Por mais emblemática que seja para a revolução cubana a figura do comandante, o regime caminha sem Fidel Castro desde 2006, quando ele se afastou para cuidar da saúde debilitada. Naquela ocasião, foi substituído na Presidência do país por Raúl Castro. Agora, o irmão assume o lugar do líder também na direção do Partido Comunista, depois de entregar a segunda-secretaria da agremiação política a José Ramon Machado, companheiro dos tempos da guerrilha. Ou seja, trocam-se as peças, sem renovar a cúpula, num prenúncio de que as mudanças na ilha são para manter tudo ¿ mais ou menos ¿ como está.

Pode-se alegar que novos ventos sopram em Havana, porque ao cubano passou a ser permitido abrir um restaurante, um salão de beleza, uma floricultura. O total de negócios chegou a 178, o que, convenhamos, cabe numa entrequadra comercial de Brasília. Seria ingenuidade apostar na força de uma livre iniciativa emergente no país. Tanto, que, dos 200 mil trabalhadores por conta própria em 2006, não restam 150 mil. As dificuldades vão da falta de consumidor, de crédito e de empreendedorismo ao excesso de burocracia e de controle estatal. Nesse ambiente hostil, a subsistência do cidadão ainda depende de suprimento alimentar mínimo fornecido mensalmente pelo Estado.

────────────────

*Pedido escrito 1*:
Por favor, informe cada linha dos registros em que aparece a palavra "palm".
O texto sobre Cuba não tem relação com os registros.

*Dados a utilizar*:
────────────────

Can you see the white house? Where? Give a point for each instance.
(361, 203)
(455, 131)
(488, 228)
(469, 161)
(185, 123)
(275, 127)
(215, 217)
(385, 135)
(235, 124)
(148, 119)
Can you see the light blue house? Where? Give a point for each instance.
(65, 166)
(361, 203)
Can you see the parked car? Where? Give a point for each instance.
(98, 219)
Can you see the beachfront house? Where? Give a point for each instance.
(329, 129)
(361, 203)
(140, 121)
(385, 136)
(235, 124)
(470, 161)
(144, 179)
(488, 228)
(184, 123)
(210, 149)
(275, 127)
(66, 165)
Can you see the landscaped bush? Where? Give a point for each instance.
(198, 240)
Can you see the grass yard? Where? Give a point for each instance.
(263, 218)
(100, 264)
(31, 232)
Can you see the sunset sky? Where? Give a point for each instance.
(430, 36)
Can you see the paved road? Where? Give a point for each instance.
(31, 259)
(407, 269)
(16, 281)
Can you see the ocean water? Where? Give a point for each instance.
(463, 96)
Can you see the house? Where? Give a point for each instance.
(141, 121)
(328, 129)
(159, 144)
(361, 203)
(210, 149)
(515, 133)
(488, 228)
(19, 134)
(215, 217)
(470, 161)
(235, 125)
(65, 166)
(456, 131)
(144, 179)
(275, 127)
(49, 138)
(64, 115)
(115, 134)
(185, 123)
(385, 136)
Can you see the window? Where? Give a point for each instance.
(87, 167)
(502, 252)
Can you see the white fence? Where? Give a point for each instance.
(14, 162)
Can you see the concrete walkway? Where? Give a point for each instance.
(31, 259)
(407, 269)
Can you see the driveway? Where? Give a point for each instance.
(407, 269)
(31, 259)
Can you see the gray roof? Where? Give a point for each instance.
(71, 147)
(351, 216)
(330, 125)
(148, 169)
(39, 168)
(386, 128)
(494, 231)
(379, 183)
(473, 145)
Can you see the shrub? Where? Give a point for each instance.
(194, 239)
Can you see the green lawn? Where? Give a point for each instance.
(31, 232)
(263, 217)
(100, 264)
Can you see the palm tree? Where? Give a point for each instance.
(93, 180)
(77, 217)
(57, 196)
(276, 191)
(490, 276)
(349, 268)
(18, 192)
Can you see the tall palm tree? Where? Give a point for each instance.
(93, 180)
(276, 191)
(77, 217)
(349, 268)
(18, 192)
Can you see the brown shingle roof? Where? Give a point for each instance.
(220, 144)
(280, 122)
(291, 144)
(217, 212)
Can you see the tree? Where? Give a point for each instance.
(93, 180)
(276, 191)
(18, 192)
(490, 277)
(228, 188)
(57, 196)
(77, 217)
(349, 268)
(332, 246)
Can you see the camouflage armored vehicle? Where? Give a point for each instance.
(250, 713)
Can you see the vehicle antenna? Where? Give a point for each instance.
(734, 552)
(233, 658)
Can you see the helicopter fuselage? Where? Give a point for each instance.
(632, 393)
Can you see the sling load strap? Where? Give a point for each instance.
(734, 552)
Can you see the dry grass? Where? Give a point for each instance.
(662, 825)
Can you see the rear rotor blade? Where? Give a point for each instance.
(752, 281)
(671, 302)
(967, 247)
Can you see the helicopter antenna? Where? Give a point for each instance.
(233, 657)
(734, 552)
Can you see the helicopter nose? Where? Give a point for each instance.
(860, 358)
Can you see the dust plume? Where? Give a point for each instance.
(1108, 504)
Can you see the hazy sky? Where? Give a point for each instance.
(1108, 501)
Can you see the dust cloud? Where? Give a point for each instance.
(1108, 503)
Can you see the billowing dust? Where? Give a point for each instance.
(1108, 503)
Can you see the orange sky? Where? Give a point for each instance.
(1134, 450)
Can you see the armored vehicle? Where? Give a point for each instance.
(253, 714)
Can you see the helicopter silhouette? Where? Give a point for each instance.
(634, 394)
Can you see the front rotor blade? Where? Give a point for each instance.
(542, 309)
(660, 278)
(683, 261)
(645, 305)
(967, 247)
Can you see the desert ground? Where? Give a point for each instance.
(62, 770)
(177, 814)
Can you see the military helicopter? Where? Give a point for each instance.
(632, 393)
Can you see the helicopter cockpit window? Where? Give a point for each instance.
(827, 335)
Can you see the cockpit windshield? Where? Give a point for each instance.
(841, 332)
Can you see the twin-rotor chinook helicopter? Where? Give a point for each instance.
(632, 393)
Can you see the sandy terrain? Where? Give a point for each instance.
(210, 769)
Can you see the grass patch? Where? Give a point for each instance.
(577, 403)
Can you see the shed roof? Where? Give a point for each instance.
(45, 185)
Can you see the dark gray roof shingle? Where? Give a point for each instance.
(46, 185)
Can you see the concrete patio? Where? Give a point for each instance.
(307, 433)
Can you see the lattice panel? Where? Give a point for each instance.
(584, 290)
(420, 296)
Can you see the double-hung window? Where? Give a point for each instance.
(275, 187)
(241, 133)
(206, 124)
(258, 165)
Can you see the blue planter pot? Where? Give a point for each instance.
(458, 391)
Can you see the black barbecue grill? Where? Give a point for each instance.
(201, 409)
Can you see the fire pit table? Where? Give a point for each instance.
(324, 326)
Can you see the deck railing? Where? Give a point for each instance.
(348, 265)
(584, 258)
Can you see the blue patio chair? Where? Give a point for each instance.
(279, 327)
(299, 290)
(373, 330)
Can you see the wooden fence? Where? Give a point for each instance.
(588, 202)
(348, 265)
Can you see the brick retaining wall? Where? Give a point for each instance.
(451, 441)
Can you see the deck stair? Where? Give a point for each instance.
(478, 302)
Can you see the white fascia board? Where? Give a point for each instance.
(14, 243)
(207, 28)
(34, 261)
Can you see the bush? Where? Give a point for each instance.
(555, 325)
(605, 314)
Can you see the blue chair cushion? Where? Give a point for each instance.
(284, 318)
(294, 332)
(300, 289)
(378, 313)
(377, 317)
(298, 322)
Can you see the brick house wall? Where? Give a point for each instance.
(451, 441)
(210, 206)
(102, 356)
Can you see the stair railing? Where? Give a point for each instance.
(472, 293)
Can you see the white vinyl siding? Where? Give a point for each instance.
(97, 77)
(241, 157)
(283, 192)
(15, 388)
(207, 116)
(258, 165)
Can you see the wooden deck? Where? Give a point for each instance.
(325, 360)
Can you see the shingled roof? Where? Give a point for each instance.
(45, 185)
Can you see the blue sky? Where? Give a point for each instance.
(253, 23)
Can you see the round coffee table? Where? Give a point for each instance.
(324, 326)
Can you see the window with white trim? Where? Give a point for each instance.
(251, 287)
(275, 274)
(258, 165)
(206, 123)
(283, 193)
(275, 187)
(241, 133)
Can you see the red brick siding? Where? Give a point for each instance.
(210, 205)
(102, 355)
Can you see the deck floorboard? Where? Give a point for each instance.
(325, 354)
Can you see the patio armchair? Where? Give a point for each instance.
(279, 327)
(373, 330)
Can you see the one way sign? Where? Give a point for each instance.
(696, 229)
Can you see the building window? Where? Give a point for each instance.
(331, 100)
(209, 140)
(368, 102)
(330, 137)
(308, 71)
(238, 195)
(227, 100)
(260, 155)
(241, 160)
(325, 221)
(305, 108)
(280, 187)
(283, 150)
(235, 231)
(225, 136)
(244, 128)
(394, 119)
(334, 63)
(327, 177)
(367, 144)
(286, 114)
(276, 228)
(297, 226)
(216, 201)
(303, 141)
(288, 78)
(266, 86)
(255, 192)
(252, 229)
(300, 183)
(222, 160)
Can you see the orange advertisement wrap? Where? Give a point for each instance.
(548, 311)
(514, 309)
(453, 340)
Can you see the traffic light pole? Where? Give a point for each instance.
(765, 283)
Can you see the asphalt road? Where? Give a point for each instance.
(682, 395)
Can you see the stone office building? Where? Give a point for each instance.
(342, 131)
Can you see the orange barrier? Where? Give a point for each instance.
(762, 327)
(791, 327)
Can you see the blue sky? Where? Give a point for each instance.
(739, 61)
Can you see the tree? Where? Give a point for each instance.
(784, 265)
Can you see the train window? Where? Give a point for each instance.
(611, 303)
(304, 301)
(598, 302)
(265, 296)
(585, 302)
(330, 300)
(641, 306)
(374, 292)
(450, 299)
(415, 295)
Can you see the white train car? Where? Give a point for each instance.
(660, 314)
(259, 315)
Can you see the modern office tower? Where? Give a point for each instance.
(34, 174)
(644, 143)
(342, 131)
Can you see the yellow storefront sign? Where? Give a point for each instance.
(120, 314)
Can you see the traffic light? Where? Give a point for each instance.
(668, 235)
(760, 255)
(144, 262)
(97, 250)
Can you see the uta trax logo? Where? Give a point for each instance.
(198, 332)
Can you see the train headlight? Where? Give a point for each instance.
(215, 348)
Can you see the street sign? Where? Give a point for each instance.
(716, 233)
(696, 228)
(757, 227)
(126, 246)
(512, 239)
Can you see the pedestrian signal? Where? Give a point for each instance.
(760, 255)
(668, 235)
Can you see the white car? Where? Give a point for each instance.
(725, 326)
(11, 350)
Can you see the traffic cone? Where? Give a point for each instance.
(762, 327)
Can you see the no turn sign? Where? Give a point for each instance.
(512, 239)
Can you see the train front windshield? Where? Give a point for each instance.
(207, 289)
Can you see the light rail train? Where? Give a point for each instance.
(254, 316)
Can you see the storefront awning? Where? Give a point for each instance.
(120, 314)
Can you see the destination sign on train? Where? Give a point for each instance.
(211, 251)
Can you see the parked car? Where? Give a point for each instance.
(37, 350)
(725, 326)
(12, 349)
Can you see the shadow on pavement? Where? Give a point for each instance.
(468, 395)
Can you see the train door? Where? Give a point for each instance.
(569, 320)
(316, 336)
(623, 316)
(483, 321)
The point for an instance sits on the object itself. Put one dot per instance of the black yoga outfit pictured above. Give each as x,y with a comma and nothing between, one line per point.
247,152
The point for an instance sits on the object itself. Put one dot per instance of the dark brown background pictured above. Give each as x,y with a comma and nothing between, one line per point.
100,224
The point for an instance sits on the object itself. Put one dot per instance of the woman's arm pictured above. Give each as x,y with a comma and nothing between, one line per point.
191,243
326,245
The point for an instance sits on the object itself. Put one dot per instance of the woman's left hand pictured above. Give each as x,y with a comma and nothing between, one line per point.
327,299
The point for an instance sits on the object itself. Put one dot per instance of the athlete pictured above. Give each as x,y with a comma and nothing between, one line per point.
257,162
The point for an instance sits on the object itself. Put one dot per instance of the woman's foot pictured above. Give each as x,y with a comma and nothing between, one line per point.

────────────────

*Pedido escrito 2*:
Reescreva o trecho do texto sobre Cuba que começa com as palavras "Pode-se alegar que" e termina com "mensalmente pelo Estado.", trocando o nome "Havana" por "Santiago".

*Resultado final 1*:
Can you see the palm tree? Where? Give a point for each instance.
Can you see the tall palm tree? Where? Give a point for each instance.

*Resultado final 2*:
Pode-se alegar que novos ventos sopram em Santiago, porque ao cubano passou a ser permitido abrir um restaurante, um salão de beleza, uma floricultura. O total de negócios chegou a 178, o que, convenhamos, cabe numa entrequadra comercial de Brasília. Seria ingenuidade apostar na força de uma livre iniciativa emergente no país. Tanto, que, dos 200 mil trabalhadores por conta própria em 2006, não restam 150 mil. As dificuldades vão da falta de consumidor, de crédito e de empreendedorismo ao excesso de burocracia e de controle estatal. Nesse ambiente hostil, a subsistência do cidadão ainda depende de suprimento alimentar mínimo fornecido mensalmente pelo Estado.